------ DATA SUPPLIED

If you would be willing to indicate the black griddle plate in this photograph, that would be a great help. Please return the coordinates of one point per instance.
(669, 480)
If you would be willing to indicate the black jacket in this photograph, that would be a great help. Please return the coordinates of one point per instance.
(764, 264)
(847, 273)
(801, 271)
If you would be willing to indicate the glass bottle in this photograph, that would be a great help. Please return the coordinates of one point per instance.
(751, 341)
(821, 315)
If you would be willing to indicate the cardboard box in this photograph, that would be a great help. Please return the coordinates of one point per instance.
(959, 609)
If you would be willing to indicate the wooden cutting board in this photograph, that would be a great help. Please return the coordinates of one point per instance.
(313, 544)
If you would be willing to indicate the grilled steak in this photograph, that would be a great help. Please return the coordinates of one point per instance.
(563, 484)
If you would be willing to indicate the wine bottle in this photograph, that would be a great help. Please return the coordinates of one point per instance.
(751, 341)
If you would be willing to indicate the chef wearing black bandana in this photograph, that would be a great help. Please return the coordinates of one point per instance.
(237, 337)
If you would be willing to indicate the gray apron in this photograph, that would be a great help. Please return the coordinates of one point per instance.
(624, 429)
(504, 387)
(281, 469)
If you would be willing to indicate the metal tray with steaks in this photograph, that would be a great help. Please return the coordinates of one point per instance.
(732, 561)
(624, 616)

------------

## [EXERCISE DIRECTIONS]
Could you output the lines above, exactly as written, from the one containing "If you would be willing to indicate the grilled" through the last, with both ends included and no others?

## [SOLUTION FOR THIS TASK]
If you would be willing to indicate the grilled steak in this photograph, that would be a great help. Please return the coordinates of one point per instance.
(563, 484)
If you would be willing to indicate the wine bottle in this photograph, that would be a great help. Please return the coordinates of one point per instance.
(751, 341)
If you would be willing to indicate the chef wearing black bandana in this photograph, that would be a great help. Please return the coordinates of one point per instance.
(237, 337)
If you would be willing to indicate the gray apron in this photograph, that would be a great help. Please return the coordinates of one point per instance.
(624, 429)
(504, 387)
(281, 469)
If you would be willing to indicate the metal tray with steaks in this photograph, that would be a great help. Please return the coordinates of one point per instance.
(732, 561)
(624, 616)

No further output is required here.